PROBLEM
Could you swap "green hill" for "grassy slope" in the material, starting at the line containing "of the green" and ending at the line containing "M198 140L167 150L146", and give those lines back with nothing else changed?

PROVIDED DATA
──────────────────────────────

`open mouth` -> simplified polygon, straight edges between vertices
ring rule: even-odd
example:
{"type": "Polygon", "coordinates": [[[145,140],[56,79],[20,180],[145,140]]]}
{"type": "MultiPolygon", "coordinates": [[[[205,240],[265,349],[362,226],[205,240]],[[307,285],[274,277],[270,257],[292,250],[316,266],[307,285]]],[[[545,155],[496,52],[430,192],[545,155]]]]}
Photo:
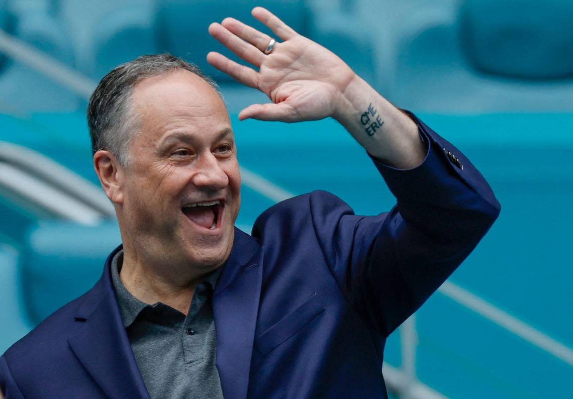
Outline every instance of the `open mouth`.
{"type": "Polygon", "coordinates": [[[209,230],[221,225],[224,204],[222,200],[208,201],[187,204],[181,208],[187,218],[195,224],[209,230]]]}

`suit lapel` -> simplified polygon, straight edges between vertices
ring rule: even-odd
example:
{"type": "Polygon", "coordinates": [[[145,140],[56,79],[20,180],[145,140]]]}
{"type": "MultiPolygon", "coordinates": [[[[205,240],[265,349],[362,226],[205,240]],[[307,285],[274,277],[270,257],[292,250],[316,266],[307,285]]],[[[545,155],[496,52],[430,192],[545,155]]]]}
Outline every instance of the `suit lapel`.
{"type": "Polygon", "coordinates": [[[86,295],[68,342],[84,367],[112,398],[149,399],[121,321],[108,257],[103,276],[86,295]]]}
{"type": "Polygon", "coordinates": [[[213,295],[217,367],[226,398],[247,397],[262,261],[256,240],[236,228],[233,249],[213,295]]]}

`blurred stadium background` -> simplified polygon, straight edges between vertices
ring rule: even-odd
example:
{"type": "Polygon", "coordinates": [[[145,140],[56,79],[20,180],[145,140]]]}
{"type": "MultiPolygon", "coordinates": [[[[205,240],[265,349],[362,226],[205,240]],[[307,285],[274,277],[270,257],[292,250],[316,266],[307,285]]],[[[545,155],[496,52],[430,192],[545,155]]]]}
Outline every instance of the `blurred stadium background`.
{"type": "Polygon", "coordinates": [[[256,5],[418,115],[501,204],[476,251],[388,339],[393,397],[571,397],[569,0],[0,0],[0,353],[91,288],[120,242],[84,114],[99,79],[138,56],[172,53],[221,85],[242,167],[239,227],[316,189],[359,214],[393,206],[335,122],[238,121],[268,100],[207,64],[210,50],[228,54],[207,28],[232,16],[262,29],[256,5]]]}

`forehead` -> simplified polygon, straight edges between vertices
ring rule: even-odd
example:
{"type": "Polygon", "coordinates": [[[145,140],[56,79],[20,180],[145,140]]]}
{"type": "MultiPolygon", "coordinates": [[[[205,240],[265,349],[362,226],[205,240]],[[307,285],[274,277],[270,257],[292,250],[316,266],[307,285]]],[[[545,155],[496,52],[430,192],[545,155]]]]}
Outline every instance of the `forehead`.
{"type": "Polygon", "coordinates": [[[132,101],[144,132],[160,134],[185,126],[202,130],[230,126],[221,98],[207,82],[188,71],[143,79],[134,88],[132,101]]]}

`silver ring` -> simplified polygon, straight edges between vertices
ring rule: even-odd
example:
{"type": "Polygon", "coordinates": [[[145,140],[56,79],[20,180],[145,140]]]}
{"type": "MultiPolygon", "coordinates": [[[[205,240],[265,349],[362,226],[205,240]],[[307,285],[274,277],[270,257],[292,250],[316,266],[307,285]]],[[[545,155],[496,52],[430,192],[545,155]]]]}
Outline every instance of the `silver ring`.
{"type": "Polygon", "coordinates": [[[273,50],[273,48],[274,47],[274,45],[276,44],[277,41],[274,39],[271,39],[270,41],[269,42],[269,45],[266,46],[265,49],[265,51],[263,52],[265,54],[270,54],[270,52],[273,50]]]}

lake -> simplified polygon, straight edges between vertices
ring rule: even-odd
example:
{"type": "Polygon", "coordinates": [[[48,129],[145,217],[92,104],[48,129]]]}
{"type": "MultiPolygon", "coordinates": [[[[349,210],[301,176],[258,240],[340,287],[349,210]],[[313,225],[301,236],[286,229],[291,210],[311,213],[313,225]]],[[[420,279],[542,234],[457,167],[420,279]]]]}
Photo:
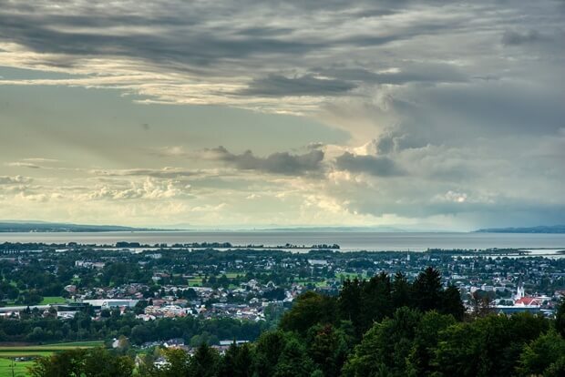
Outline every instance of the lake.
{"type": "Polygon", "coordinates": [[[342,250],[412,250],[437,249],[554,249],[565,250],[565,234],[412,233],[332,231],[139,231],[84,233],[0,233],[0,242],[114,244],[231,242],[232,245],[277,246],[334,244],[342,250]]]}

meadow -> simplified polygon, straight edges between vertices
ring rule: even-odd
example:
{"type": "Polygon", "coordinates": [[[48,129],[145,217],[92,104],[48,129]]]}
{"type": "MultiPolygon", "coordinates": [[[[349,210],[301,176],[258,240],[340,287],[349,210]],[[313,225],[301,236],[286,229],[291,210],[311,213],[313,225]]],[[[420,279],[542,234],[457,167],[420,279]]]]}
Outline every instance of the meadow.
{"type": "Polygon", "coordinates": [[[101,341],[75,341],[44,345],[5,345],[0,346],[0,377],[28,376],[27,367],[34,364],[33,359],[49,356],[55,352],[76,348],[92,348],[104,345],[101,341]],[[21,360],[24,359],[24,360],[21,360]]]}

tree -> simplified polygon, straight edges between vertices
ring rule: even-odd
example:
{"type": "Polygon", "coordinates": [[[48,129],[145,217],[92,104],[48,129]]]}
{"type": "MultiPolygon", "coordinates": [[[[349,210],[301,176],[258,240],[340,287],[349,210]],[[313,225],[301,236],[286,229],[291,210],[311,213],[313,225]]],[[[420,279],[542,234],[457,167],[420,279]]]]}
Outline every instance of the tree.
{"type": "Polygon", "coordinates": [[[390,278],[380,273],[363,284],[361,290],[361,330],[365,332],[375,321],[393,315],[390,278]]]}
{"type": "Polygon", "coordinates": [[[564,372],[564,366],[565,340],[551,330],[524,348],[518,371],[523,376],[546,375],[564,372]]]}
{"type": "Polygon", "coordinates": [[[76,349],[40,357],[29,368],[29,374],[33,377],[80,377],[84,372],[86,352],[86,350],[76,349]]]}
{"type": "Polygon", "coordinates": [[[422,311],[438,309],[441,305],[441,275],[433,267],[420,272],[413,287],[413,298],[416,307],[422,311]]]}
{"type": "Polygon", "coordinates": [[[286,342],[287,335],[281,331],[264,332],[259,337],[255,344],[255,372],[259,377],[273,374],[286,342]]]}
{"type": "Polygon", "coordinates": [[[248,344],[233,342],[221,358],[221,377],[251,377],[253,373],[253,355],[248,344]]]}
{"type": "Polygon", "coordinates": [[[392,319],[375,323],[355,347],[344,366],[343,375],[405,376],[420,317],[418,311],[404,307],[398,309],[392,319]]]}
{"type": "Polygon", "coordinates": [[[280,327],[305,335],[316,323],[333,323],[335,320],[335,300],[313,291],[307,291],[296,299],[293,308],[282,316],[280,327]]]}
{"type": "Polygon", "coordinates": [[[406,280],[406,276],[402,272],[396,272],[393,279],[391,291],[393,306],[396,309],[403,306],[411,306],[411,293],[412,287],[406,280]]]}
{"type": "Polygon", "coordinates": [[[128,356],[112,355],[108,350],[89,350],[85,358],[86,377],[131,376],[134,363],[128,356]]]}
{"type": "Polygon", "coordinates": [[[361,285],[357,278],[344,281],[342,290],[337,299],[338,314],[342,320],[350,321],[355,329],[358,339],[361,339],[361,285]]]}
{"type": "Polygon", "coordinates": [[[456,320],[463,321],[465,306],[459,290],[455,285],[449,284],[446,290],[441,292],[441,304],[438,309],[443,314],[451,314],[456,320]]]}
{"type": "Polygon", "coordinates": [[[313,363],[304,346],[291,339],[284,346],[274,368],[274,377],[308,377],[313,372],[313,363]]]}
{"type": "Polygon", "coordinates": [[[345,334],[333,325],[310,329],[308,354],[325,377],[336,377],[347,359],[345,334]]]}
{"type": "Polygon", "coordinates": [[[213,348],[201,343],[189,362],[189,375],[192,377],[215,377],[220,369],[220,355],[213,348]]]}
{"type": "Polygon", "coordinates": [[[555,329],[565,338],[565,298],[561,299],[555,313],[555,329]]]}
{"type": "Polygon", "coordinates": [[[424,376],[436,372],[431,361],[434,359],[439,333],[455,323],[453,316],[439,314],[436,311],[427,311],[422,316],[408,356],[408,375],[424,376]]]}

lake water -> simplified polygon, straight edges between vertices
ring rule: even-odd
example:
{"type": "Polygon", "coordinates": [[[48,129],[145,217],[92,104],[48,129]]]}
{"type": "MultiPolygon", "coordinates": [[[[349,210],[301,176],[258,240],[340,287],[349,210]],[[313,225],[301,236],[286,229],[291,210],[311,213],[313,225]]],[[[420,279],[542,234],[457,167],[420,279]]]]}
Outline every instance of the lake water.
{"type": "Polygon", "coordinates": [[[316,231],[141,231],[85,233],[0,233],[0,242],[115,244],[231,242],[232,245],[277,246],[334,244],[342,250],[413,250],[426,249],[565,250],[565,234],[409,233],[316,231]]]}

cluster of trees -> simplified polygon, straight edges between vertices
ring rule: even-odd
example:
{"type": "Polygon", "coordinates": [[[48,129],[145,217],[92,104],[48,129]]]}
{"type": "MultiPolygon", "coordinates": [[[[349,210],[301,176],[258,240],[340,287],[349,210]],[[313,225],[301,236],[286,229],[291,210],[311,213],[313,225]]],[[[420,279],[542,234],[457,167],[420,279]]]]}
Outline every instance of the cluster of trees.
{"type": "Polygon", "coordinates": [[[125,336],[136,345],[174,338],[197,345],[202,341],[217,344],[221,340],[234,338],[253,341],[270,326],[265,321],[231,318],[204,320],[189,316],[146,322],[133,313],[120,315],[119,311],[103,314],[103,321],[93,321],[87,311],[60,321],[55,314],[44,318],[37,311],[22,311],[19,321],[0,318],[0,341],[77,341],[125,336]]]}
{"type": "MultiPolygon", "coordinates": [[[[565,375],[565,302],[555,320],[529,313],[467,315],[461,311],[457,290],[443,289],[439,276],[427,269],[408,282],[402,275],[391,280],[381,274],[347,281],[337,297],[306,292],[277,330],[263,332],[254,343],[233,344],[223,355],[202,342],[192,356],[182,350],[165,351],[160,366],[154,362],[159,355],[147,354],[129,372],[123,356],[108,353],[104,356],[113,358],[108,365],[126,365],[120,374],[84,375],[565,375]]],[[[88,352],[82,359],[73,357],[61,353],[41,359],[34,375],[73,375],[61,373],[61,368],[86,368],[88,352]]]]}
{"type": "Polygon", "coordinates": [[[282,318],[281,328],[303,334],[315,323],[346,321],[356,339],[361,339],[375,322],[392,317],[405,306],[421,311],[436,310],[459,321],[465,314],[459,290],[454,286],[444,290],[439,272],[427,268],[413,282],[401,272],[393,279],[380,273],[368,280],[346,280],[337,297],[306,292],[282,318]]]}

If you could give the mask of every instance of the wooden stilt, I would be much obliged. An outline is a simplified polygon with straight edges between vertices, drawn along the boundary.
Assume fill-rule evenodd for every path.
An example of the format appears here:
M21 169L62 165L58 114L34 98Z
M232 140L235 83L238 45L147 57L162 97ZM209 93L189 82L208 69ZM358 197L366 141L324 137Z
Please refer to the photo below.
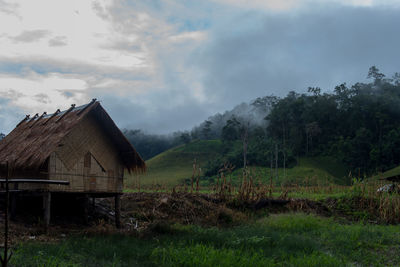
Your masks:
M48 231L50 225L50 208L51 208L50 204L51 204L51 193L46 192L43 195L43 205L44 205L43 221L46 232Z
M15 214L17 210L17 195L14 193L11 195L11 203L10 203L10 219L15 219Z
M85 224L89 223L89 196L83 197L83 219Z
M115 226L121 228L121 195L115 195Z

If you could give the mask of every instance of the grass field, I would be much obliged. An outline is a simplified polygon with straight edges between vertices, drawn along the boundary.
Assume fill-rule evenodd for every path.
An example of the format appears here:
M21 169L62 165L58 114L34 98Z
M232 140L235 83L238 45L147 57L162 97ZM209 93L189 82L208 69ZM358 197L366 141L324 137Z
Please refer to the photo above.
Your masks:
M15 266L399 266L400 226L340 224L305 214L231 228L165 225L138 238L76 236L29 242Z
M146 161L147 172L140 175L126 175L127 188L140 180L144 187L154 184L168 187L182 183L193 174L193 162L205 166L208 160L221 154L222 143L219 140L199 140L165 151Z
M141 175L126 175L126 188L137 188L140 182L142 188L152 185L162 185L170 188L182 184L184 179L188 179L193 174L193 161L197 160L200 167L204 167L209 160L212 160L222 153L222 143L220 140L199 140L187 145L163 152L156 157L148 160L147 173ZM250 170L257 179L269 182L270 168L251 167ZM330 157L299 158L298 164L293 168L288 168L284 172L278 169L278 179L274 175L274 184L299 184L299 185L319 185L319 184L349 184L345 167L335 162ZM234 183L238 183L242 176L242 169L237 168L231 175ZM211 179L211 183L215 182ZM210 181L202 181L206 186Z
M250 175L263 184L269 184L271 169L268 167L250 166ZM234 184L241 181L243 169L239 168L233 173L227 174L227 177ZM278 177L275 169L272 170L272 181L275 186L281 185L329 185L349 184L349 178L346 176L346 169L342 164L336 163L329 157L299 158L298 163L293 168L278 168Z

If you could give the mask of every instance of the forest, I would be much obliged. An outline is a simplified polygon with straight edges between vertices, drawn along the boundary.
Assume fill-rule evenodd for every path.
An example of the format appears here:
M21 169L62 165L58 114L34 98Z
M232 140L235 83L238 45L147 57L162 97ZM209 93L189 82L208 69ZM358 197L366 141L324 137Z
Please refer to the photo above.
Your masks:
M245 150L248 165L290 167L301 156L332 156L366 176L400 164L400 74L387 78L372 66L367 78L332 92L309 87L307 93L259 97L190 132L124 133L145 159L191 140L220 139L225 156L209 162L208 175L224 162L243 165Z

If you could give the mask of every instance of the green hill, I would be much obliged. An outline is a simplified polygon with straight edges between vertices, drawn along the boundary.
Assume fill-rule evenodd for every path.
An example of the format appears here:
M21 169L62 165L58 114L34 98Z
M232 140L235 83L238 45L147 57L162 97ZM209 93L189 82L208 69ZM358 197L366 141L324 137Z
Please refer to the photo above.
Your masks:
M198 140L167 150L146 161L147 172L141 175L127 175L125 181L129 188L140 179L141 186L153 184L174 186L192 177L193 162L205 166L222 153L220 140Z
M331 157L303 157L297 160L293 168L278 168L278 178L275 169L272 170L272 181L275 185L326 185L347 184L349 178L343 164L336 162ZM250 175L256 181L269 183L271 169L269 167L249 167ZM237 169L232 173L232 180L238 183L243 169Z
M387 170L383 173L376 174L370 178L368 178L369 182L379 181L382 178L387 178L395 175L400 175L400 166L397 166L393 169Z
M127 175L125 185L132 188L140 180L142 187L151 185L174 186L181 184L184 179L190 178L193 173L193 161L196 159L198 166L204 167L209 160L222 154L222 142L220 140L198 140L187 145L182 145L167 150L146 161L147 172L140 175ZM258 181L269 182L271 171L268 167L250 167L251 175ZM236 169L230 177L238 184L242 177L242 169ZM299 184L346 184L346 168L330 157L299 158L298 164L293 168L278 169L278 179L273 173L275 185ZM202 184L215 181L215 177Z

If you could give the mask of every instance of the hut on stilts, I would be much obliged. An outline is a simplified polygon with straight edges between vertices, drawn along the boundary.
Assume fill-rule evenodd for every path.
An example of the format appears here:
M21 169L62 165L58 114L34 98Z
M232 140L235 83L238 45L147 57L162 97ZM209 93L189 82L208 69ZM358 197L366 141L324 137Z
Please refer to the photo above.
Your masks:
M26 116L0 141L0 163L10 179L69 181L69 185L20 183L13 195L43 197L44 223L50 222L52 195L115 198L120 227L120 196L125 170L145 171L145 163L96 99L53 114Z

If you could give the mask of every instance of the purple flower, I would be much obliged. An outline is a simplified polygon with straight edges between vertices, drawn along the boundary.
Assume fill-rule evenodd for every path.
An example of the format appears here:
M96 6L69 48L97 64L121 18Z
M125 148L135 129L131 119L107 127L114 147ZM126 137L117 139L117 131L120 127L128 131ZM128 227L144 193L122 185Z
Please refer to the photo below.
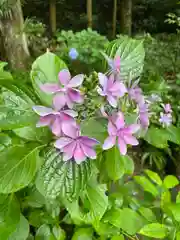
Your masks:
M33 110L40 116L37 127L49 126L52 133L56 136L62 136L66 128L72 129L76 126L74 117L77 113L73 110L54 110L44 106L34 106Z
M72 60L76 60L78 58L78 56L79 56L78 51L75 48L71 48L70 51L69 51L69 57Z
M118 112L109 117L108 133L109 137L105 140L103 149L112 148L118 138L118 147L122 155L127 153L127 144L132 146L138 145L137 139L132 136L139 130L138 124L125 125L123 113Z
M164 108L165 113L172 113L171 104L169 104L169 103L163 104L163 108Z
M41 90L46 93L55 94L53 104L56 109L60 110L65 105L73 108L74 103L82 103L83 97L76 87L80 86L84 80L84 75L79 74L71 79L71 74L67 69L63 69L59 73L58 85L54 83L46 83L40 86Z
M118 98L123 97L127 92L125 85L120 81L115 81L113 74L108 78L103 73L99 73L98 77L102 87L98 87L98 93L101 96L107 97L107 101L112 107L117 107Z
M140 123L144 129L147 129L149 126L148 104L146 103L139 104L138 108Z
M93 149L99 143L96 139L80 136L79 128L72 129L70 126L66 128L65 135L67 136L59 138L54 144L64 153L64 161L74 158L76 163L80 164L86 158L96 159L96 152Z
M163 127L169 127L172 123L172 115L170 113L160 113L159 122L163 125Z

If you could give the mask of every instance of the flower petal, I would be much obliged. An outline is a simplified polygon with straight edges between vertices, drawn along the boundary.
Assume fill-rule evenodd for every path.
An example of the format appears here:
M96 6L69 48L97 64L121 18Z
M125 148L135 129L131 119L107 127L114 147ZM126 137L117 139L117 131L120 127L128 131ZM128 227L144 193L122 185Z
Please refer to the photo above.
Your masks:
M59 81L62 85L68 85L69 81L71 80L71 74L69 70L63 69L59 72Z
M53 122L52 126L51 126L51 130L52 133L56 136L60 136L61 135L61 123L59 120L59 117L56 117L55 121Z
M80 139L81 139L81 142L88 147L93 147L93 146L99 144L99 142L95 138L89 138L87 136L81 136Z
M40 89L45 93L56 93L60 90L60 87L56 83L45 83L41 84Z
M94 149L92 149L91 147L88 147L84 144L80 145L84 154L91 159L96 159L96 151L94 151Z
M106 77L106 75L104 75L103 73L98 73L98 78L100 85L106 89L108 82L108 78Z
M74 139L78 137L78 129L72 123L62 122L62 131L68 137Z
M56 110L60 110L66 104L66 96L64 93L58 93L53 97L53 105Z
M134 136L128 134L124 135L124 141L126 144L130 144L132 146L136 146L139 144L138 140Z
M116 136L109 136L106 138L103 144L103 149L107 150L112 148L116 144Z
M71 79L71 81L68 84L68 87L79 87L84 80L84 74L78 74L75 77Z
M82 150L79 143L76 144L76 148L74 150L74 160L77 164L80 164L84 160L86 160L86 155L84 154L84 151Z
M72 88L68 89L68 97L72 102L76 103L83 103L84 100L81 92Z
M33 106L32 109L35 111L35 113L37 113L41 117L45 117L55 113L55 111L52 108L44 106Z
M71 138L61 137L54 143L54 146L55 146L55 148L62 149L65 146L67 146L69 143L71 143L72 141L73 140Z
M113 97L112 95L108 95L107 100L112 107L114 107L114 108L117 107L117 100L115 97Z
M127 153L127 145L126 145L125 141L121 137L118 137L118 147L119 147L120 153L122 155L126 155L126 153Z
M50 124L53 121L53 119L54 119L53 115L40 117L39 122L36 124L36 127L50 126Z

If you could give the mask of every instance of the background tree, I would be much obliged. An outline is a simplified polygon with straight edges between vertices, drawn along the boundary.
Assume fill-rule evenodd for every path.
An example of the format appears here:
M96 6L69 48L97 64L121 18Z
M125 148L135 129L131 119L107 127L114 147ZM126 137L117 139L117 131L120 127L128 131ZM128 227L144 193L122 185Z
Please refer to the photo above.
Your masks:
M120 32L131 35L132 30L132 0L120 1Z
M50 29L51 33L53 34L56 32L56 0L50 0L49 12L50 12Z
M20 0L1 0L0 31L2 47L13 69L25 69L30 57Z
M92 0L87 0L87 20L88 27L92 28Z

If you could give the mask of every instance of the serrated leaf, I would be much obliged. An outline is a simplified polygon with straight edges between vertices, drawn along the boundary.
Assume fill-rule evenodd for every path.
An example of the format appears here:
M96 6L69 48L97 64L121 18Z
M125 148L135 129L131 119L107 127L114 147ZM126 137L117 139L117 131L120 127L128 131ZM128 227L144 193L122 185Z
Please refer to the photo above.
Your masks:
M35 92L43 103L51 105L52 96L42 92L39 88L40 84L59 83L58 73L64 68L67 68L66 64L50 52L41 55L33 63L31 81Z
M29 235L29 223L26 218L21 215L19 224L8 240L26 240Z
M135 176L134 177L136 183L141 185L141 187L146 192L150 192L154 197L157 197L159 192L157 188L144 176Z
M163 239L164 237L167 236L168 229L163 224L151 223L151 224L145 225L139 231L139 233L147 237Z
M11 193L27 186L40 164L41 146L12 146L0 153L0 192Z
M20 220L20 207L14 195L0 194L0 236L8 237L16 230Z
M159 141L159 136L161 136L161 141ZM169 135L165 129L158 129L152 126L147 130L144 139L157 148L167 148Z
M62 154L54 147L44 153L42 165L36 180L39 192L47 198L76 199L86 186L91 175L91 161L76 164L70 160L64 162Z
M92 228L79 228L75 231L72 240L93 240Z
M122 156L116 146L105 151L104 155L109 178L114 181L120 179L125 173L123 158L126 158L126 156Z
M162 185L162 180L159 177L159 175L151 170L145 170L145 173L148 175L148 177L157 185Z
M174 188L178 184L179 184L179 180L173 175L166 176L164 181L163 181L163 185L168 189L169 188Z
M120 74L122 79L137 78L144 66L145 51L142 40L135 40L127 36L112 41L107 49L110 58L121 57Z

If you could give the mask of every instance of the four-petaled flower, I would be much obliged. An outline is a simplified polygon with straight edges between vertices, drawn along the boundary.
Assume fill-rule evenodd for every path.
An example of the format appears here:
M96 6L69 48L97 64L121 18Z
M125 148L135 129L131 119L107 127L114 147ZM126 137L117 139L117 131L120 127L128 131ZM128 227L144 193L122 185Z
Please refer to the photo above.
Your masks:
M132 135L139 130L138 124L125 125L124 116L122 112L118 112L109 117L108 133L109 137L105 140L103 149L107 150L116 144L118 138L118 147L120 153L125 155L127 153L127 144L138 145L137 139Z
M99 83L102 88L98 87L97 91L101 96L107 97L107 101L112 107L117 107L117 100L123 97L127 92L124 83L115 81L114 75L108 78L103 73L98 74Z
M169 127L172 123L172 115L170 113L160 113L159 122L163 127Z
M76 87L79 87L84 80L84 75L79 74L71 79L71 74L67 69L63 69L59 73L58 85L55 83L46 83L40 86L41 90L46 93L54 94L53 104L56 109L61 109L65 105L73 108L74 103L82 103L83 96Z
M66 128L74 129L77 113L73 110L54 110L44 106L34 106L33 110L40 116L37 127L49 126L56 136L65 134Z
M54 146L63 152L63 160L68 161L72 158L77 164L85 161L86 158L96 159L96 152L93 149L99 142L87 136L81 136L79 127L67 127L64 137L59 138Z

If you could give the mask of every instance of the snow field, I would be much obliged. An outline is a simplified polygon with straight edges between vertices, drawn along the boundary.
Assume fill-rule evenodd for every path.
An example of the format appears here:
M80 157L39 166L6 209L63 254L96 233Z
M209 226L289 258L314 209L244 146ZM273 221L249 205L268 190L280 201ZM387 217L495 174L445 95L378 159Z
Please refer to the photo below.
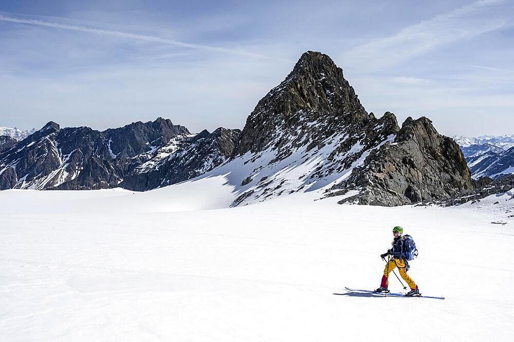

──────────────────────────────

REPLY TO THE EXERCISE
If you could give the mask of every instance of the grassy slope, I would be much obliged. An outline is a simplified polygon with straight edges between vertices, drawn along the boundary.
Assume fill-rule evenodd for every path.
An example of the format appears here:
M21 169L62 165L58 114L34 98Z
M232 140L235 83L238 45L147 57L162 97ZM209 93L189 82L208 69ZM358 197L366 141L324 137Z
Please refer to the photo above.
Your masks:
M198 140L167 150L146 161L147 172L141 175L127 175L125 181L129 188L140 179L141 186L153 184L174 186L192 177L193 162L205 166L222 153L220 140Z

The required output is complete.